• Aim: Will you copy out every line, starting with the line with "For the evaluation set, tag every instance of the finger" and going on through the line with "[[213, 285]]"? Keep all other text unchanged, multiply each x and y coordinate by 1.85, round the results to whole numbers with halves going up, and give only those lines.

• Material provided:
+---+

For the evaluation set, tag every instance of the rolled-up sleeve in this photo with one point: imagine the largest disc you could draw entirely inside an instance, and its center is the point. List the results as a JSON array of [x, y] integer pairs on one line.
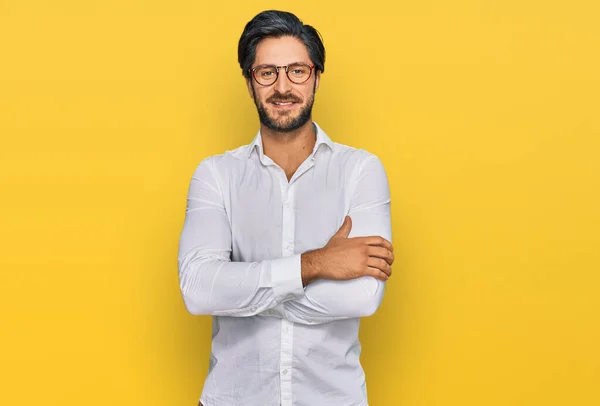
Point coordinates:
[[329, 300], [210, 283]]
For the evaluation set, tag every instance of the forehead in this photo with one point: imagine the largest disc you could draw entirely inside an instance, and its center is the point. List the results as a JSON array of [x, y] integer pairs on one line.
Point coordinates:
[[281, 51]]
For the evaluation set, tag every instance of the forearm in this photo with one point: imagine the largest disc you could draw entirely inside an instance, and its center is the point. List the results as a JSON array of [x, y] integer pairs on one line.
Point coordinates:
[[212, 285]]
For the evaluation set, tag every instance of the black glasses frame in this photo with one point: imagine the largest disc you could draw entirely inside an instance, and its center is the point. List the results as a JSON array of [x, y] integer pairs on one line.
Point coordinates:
[[287, 67]]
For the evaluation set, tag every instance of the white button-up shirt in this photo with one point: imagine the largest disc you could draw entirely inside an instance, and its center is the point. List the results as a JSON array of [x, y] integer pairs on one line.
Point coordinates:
[[275, 342]]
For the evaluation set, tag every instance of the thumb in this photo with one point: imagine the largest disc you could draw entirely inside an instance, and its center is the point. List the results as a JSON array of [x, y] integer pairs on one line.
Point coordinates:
[[345, 228]]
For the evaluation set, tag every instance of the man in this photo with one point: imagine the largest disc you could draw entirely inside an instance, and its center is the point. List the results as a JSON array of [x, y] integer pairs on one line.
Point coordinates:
[[262, 249]]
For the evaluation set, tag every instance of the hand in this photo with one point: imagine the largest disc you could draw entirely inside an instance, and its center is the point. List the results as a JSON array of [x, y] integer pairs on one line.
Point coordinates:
[[344, 258]]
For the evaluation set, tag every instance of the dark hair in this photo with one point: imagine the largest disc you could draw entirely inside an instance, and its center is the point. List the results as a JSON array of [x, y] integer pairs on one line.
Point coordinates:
[[276, 24]]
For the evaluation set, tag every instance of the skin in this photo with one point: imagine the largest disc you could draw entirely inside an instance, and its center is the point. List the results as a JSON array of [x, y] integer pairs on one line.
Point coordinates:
[[342, 258], [286, 149]]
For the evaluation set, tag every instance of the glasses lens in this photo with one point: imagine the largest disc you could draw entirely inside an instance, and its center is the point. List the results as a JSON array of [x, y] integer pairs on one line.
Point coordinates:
[[266, 75], [299, 72]]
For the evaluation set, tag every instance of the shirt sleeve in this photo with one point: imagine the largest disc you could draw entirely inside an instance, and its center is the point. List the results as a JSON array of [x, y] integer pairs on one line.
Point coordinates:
[[210, 283], [328, 300]]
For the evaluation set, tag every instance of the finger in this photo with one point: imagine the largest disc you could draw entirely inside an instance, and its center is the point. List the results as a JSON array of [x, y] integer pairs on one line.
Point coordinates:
[[380, 252], [377, 274], [380, 264]]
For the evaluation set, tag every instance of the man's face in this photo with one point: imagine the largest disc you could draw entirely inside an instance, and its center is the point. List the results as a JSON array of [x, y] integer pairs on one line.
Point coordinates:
[[274, 115]]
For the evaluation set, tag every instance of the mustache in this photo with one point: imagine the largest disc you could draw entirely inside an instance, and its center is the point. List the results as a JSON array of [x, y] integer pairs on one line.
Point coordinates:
[[281, 98]]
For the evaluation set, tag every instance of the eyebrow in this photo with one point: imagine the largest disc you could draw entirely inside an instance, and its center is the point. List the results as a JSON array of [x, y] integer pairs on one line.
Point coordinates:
[[291, 63]]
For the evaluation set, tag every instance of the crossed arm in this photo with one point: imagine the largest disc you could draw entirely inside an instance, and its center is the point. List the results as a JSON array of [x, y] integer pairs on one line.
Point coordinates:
[[213, 285]]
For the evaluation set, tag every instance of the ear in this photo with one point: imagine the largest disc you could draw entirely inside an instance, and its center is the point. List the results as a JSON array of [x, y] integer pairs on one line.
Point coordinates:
[[249, 85]]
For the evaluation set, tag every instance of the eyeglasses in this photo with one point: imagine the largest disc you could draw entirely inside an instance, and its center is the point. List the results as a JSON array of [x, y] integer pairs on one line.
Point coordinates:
[[266, 75]]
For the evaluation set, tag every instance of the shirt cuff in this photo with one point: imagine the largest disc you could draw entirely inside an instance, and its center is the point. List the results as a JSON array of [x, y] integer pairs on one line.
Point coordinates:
[[286, 275]]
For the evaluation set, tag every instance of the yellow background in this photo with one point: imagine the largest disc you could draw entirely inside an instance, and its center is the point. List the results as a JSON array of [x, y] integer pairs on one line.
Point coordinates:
[[485, 114]]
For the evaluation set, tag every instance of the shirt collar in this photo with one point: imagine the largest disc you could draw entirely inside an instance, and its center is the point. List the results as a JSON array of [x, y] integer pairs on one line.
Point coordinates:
[[322, 138]]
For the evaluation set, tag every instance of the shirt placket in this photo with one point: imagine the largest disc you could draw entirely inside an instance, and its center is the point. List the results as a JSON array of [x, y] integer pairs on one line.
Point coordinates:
[[287, 327]]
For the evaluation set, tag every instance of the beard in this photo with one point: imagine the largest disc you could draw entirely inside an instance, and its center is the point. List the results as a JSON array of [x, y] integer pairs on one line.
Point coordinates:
[[284, 123]]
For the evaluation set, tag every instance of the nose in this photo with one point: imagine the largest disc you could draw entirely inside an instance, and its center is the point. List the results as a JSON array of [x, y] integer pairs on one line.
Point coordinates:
[[282, 84]]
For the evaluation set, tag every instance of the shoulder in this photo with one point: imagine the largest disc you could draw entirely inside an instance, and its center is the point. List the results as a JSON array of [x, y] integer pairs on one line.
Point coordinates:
[[356, 158], [225, 162]]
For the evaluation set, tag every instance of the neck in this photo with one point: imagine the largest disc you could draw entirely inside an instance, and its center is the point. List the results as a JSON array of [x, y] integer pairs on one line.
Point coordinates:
[[290, 149]]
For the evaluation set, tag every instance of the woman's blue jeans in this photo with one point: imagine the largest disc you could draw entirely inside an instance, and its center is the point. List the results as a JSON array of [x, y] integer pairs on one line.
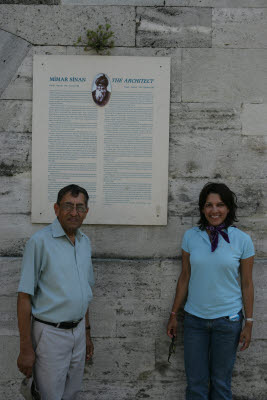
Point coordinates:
[[210, 350]]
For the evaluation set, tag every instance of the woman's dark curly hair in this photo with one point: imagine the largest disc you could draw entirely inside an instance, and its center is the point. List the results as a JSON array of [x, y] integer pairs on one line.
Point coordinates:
[[226, 195]]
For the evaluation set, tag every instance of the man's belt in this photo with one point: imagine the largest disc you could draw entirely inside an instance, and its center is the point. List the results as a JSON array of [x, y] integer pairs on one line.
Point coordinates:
[[60, 325]]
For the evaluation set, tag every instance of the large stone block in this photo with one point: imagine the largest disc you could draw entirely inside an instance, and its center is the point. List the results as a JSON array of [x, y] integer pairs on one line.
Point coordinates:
[[224, 75], [32, 2], [254, 120], [121, 358], [20, 86], [102, 314], [229, 157], [10, 390], [62, 25], [174, 53], [141, 389], [13, 49], [239, 28], [217, 3], [173, 27], [8, 316], [9, 350], [16, 194], [15, 154], [139, 317], [249, 377], [127, 279], [16, 116], [114, 2], [10, 275]]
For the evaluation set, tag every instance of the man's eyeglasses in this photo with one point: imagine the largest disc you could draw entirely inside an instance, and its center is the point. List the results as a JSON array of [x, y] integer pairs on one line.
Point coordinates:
[[172, 348], [68, 207]]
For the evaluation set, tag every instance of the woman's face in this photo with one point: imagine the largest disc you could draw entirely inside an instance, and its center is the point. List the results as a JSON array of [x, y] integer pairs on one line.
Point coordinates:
[[215, 210]]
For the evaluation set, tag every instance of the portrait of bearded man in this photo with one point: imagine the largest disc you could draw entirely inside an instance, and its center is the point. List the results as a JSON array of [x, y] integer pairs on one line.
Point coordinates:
[[101, 94]]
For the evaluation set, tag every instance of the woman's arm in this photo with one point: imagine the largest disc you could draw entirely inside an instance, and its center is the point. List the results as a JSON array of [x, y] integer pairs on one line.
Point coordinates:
[[246, 267], [181, 292]]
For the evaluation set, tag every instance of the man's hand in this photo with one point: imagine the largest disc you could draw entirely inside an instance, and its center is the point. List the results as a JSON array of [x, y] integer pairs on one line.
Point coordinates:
[[89, 346], [172, 326], [25, 361], [245, 336]]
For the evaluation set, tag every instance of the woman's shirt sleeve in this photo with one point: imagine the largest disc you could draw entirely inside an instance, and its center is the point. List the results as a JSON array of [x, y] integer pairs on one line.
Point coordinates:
[[248, 248], [185, 242]]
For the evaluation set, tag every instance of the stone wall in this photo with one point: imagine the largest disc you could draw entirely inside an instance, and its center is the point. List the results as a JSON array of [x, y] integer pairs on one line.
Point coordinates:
[[218, 51]]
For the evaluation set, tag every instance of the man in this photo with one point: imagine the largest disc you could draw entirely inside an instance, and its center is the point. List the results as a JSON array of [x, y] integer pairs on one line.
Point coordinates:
[[101, 94], [55, 288]]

+---+

• Complete output:
For the evaluation set, tag every instance of the finger in this photo with one point: imagine the largest disc you could draw entirely inside an instance, and its center is the point. List the results as a JSON array of [x, y] integer pairs on one line.
Point coordinates:
[[703, 466], [697, 507], [703, 488]]
For the evaluation set, tag every instance of the man's face in this photo with one point: imagine the largest disc you could draw entirely inside an instance, and its center is the point. List the results as a JSON array of [x, y] integer pairs on one line.
Point coordinates:
[[507, 213]]
For the evaluation set, tag every instance of the mustache in this photo with one point: imagine the largest disc you could draw entirely inside an instance, and its center is the point. List the results as a JSON array of [x, y] integer pairs on one line.
Point coordinates:
[[520, 181]]
For the evaluation set, tag every instance of the eyebrow in this photo with one point: imagine the largest disc you could draw entirely inside an instance, and its center is the point. List the results as a JSON array of [x, y] integer pairs on one line.
Point coordinates:
[[538, 117]]
For the evaluation set, tag every instance of the crossed arm in this photo with one point: imagine the largest disc you could draw entirely inside an instance, and its center is the point. List the results as a JSON array of [x, y] integer pairs on one line.
Point coordinates:
[[394, 527]]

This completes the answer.